- Challenge 1:
Answer these questions using the article on the proposed history curriculum change. Put each answer on its own line, labeled like the question.
(a) To whom did Basnight address his letter dated Feb. 12?
(b) What is the extended deadline for commenting on the proposal?
(c) What span of years would the 11th-grade course cover under the draft plan?
- Challenge 2: In the article on the proposed history curriculum change, Basnight names what no one should graduate from high school without thoroughly understanding. List every item he names.
- Challenge 3: Pick up the article on Basnight's opposition to the history curriculum change after its final paragraph and continue it.

- Source passage:
Basnight opposes changes to limit history curriculum

Published 10:47 pm Sunday, February 14, 2010

By By BETTY MITCHELL GRAY
Staff Writer

Opponents of a proposed change by the N.C. Department of Public Instruction to the history curriculum offered to public school students gained a powerful ally last week.
Senate leader Marc Basnight, D-Dare, who represents Beaufort County in the upper chamber of the state Legislature, has said he opposes the change.
“I understand that the Department is presently seeking feedback on a draft plan that would expand U.S. History education in elementary and middle school grades, but would limit the course work to 1877-present in the 11th grade. I am absolutely opposed to any change that would limit the study to the years proposed,” Basnight said in a letter dated Feb. 12 to state Superintendent of Public Instruction June Atkinson and State Board of Education Chairman Bill Harrison.
Basnight’s opinion on any issue carries a lot of weight since he, as president pro tempore of the state Senate, plays a key role in determining the fate of legislation governing and the budgets of all of the state’s agencies, including those for the state’s public schools.
Beaufort County school administrators haven’t yet weighed in on the proposal that would focus high-school U.S. history classes on the past 132 years. But they have established a link from the Beaufort County Schools’ Web site to the department to let local residents comment on the change.
The deadline for commenting on the proposal has been extended to March 2. It was originally set at Feb. 15, a spokesman for the department said earlier this week.
“Any changes the state makes to teaching U.S. History must be an enhancement to what students learn in high school and not downshifting in any way. As a reader of history myself, I think that no one should graduate from high school without a thorough understanding of the Declaration of Independence, the Founding Fathers, the writing of the Constitution, and the personalities involved. Furthermore, it is my belief that only high school students have the capacity to understand complex and awful parts of our nation’s history such as slavery and the Civil War. To exclude the founding of our nation at its early struggles from our high school curriculum would be doing a disservice to our students and teachers alike,” Basnight wrote.

- Recorded data:
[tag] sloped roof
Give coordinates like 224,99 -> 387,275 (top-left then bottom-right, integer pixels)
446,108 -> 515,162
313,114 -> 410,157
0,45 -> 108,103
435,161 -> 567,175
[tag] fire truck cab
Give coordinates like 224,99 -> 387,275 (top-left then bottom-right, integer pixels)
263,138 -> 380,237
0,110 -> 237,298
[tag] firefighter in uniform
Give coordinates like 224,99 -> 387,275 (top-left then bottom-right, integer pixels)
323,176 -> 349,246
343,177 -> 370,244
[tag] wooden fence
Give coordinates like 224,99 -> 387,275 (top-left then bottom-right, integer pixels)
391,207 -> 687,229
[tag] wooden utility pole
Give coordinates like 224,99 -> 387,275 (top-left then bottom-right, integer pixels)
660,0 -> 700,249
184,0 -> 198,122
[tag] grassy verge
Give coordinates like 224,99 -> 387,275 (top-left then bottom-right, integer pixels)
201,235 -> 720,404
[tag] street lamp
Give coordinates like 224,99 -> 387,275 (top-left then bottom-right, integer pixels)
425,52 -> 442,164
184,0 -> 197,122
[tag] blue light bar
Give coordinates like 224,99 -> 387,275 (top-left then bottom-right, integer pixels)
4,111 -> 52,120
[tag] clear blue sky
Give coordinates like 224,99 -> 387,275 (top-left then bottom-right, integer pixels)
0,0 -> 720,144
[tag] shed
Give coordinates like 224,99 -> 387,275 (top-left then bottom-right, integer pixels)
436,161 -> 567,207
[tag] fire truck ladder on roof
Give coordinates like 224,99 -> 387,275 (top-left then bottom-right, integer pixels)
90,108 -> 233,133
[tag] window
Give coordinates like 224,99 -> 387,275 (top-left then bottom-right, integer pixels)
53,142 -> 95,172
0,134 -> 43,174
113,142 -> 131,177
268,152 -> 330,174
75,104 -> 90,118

- Task result 1:
(a) State Superintendent of Public Instruction June Atkinson and State Board of Education Chairman Bill Harrison
(b) March 2
(c) 1877 to the present

- Task result 2:
- The Declaration of Independence
- The Founding Fathers
- The writing of the Constitution
- The personalities involved

- Task result 3:
Currently, ninth-grade students take world history, 10th-grade students study civics and economics and 11th-grade students take U.S. history in a survey course that goes back to the nation’s founding.
The proposed changes would provide a year of U.S. history in elementary school and middle school. The high-school civics course includes learning about the nation’s development and foundation. The high-school U.S. history course would begin with 1877, the end of Reconstruction. The years before Reconstruction would have been covered with students in fourth grade, as part of North Carolina history, in fifth grade and in seventh grade, according to the Department of Public Instruction.
“Sadly, students know very little about history as it is,” Basnight wrote. “We should be doubling, maybe even tripling, our efforts and enhancing the course work that is now taught in high school. . . In fact, I would like to see history taught in expanded and unique ways, perhaps as an extracurricular activity outside of the school day if time cannot be found during the regular school hours, even as a means of extra credit. However do not carry on with the thoughts of the changes as presented. U.S. History is too precious and important and must be taught in its entirety during the high school years.”
Basnight sent copies of the letter to Gov. Beverly Perdue, members of the state Board of Education and members of the state Senate.
The change has garnered national attention and led to a flood of telephone calls and e-mails to the department in Raleigh from both ends of the political spectrum, including conservative family groups and university professors.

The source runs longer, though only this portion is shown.